# BRIEF
Starting at the line that contains "As a warehouse robot's perception module, locate orange" and continuing through the final line, reproduce every line, requests included, and rescale each box coordinate in the answers by a factor of 1.1. Round each result to a whole number, rounding halves up.

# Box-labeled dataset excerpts
◆ ◆ ◆ ◆
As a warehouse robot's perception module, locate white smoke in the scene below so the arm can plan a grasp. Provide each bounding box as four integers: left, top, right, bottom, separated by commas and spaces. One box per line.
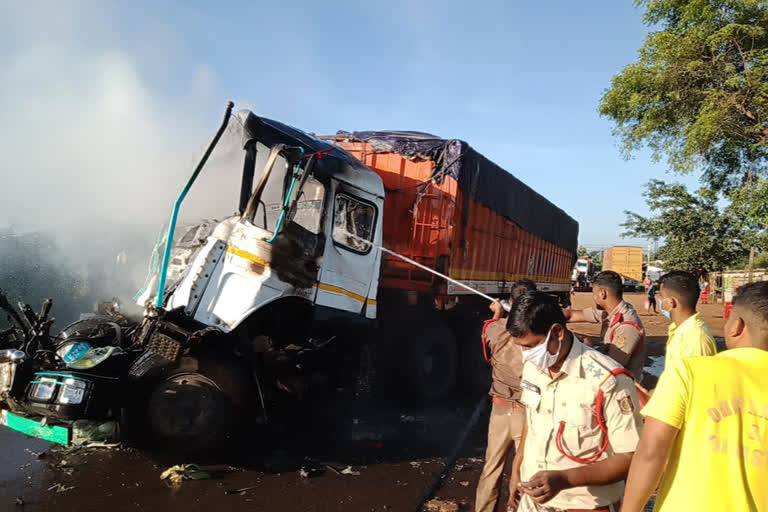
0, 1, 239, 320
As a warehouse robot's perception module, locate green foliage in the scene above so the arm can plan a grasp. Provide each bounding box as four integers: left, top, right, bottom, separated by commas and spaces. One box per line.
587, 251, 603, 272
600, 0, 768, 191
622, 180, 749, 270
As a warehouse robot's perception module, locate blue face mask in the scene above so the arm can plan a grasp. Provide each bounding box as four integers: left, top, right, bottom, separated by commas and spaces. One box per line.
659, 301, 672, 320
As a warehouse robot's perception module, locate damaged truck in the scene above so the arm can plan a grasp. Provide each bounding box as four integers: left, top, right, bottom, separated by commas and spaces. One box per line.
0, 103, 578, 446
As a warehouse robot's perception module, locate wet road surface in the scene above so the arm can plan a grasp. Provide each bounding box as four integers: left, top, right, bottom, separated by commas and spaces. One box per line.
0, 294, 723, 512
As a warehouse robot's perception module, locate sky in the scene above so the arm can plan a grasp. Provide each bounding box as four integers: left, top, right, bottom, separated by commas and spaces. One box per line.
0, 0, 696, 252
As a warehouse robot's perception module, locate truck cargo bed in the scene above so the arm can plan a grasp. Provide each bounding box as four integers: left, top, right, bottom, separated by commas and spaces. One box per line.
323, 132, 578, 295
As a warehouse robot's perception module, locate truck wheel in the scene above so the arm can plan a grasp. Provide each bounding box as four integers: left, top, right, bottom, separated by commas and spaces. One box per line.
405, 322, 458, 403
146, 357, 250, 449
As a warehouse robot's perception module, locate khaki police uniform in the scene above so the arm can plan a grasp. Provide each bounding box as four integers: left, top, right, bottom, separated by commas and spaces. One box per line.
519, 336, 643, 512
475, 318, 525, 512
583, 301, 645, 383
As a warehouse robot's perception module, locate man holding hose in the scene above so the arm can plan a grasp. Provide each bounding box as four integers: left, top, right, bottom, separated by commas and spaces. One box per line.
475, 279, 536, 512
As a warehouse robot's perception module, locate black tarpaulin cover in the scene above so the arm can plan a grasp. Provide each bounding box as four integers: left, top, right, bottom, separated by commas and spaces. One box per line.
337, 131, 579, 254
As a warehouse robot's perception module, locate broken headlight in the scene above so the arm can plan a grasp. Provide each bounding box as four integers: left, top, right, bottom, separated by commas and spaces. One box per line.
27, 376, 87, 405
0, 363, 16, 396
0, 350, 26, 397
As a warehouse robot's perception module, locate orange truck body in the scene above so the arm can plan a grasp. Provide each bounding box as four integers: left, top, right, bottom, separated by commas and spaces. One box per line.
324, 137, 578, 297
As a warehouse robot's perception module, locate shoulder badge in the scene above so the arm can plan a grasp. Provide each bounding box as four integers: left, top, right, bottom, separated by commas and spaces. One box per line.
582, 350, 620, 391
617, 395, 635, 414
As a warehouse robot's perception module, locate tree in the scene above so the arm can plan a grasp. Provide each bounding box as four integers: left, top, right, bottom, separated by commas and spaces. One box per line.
◆ ◆ ◆ ◆
# TASK OUTPUT
As a warehouse robot's perception module, locate orange truck body in the scene above so the arm can plan a grasp. Provide each bounding box as four integers: left, top, right, bottom, separated by commas and spaces. One box per line.
356, 151, 636, 327
As a warehouse robot's perception module, locate shoulder badge in the scene above so the arm can plan a grasp. Provide each bounding box as four integers: left, top, right, bottom, separated by commas and spaces. One box per line.
640, 385, 682, 430
679, 435, 699, 455
As a warehouse robot's perception module, locate tree in the scene above so the arm can plan a grasp. Provide each bounding box as four integers: left, top, right, bottom, separated by commas and spaces. One box per line.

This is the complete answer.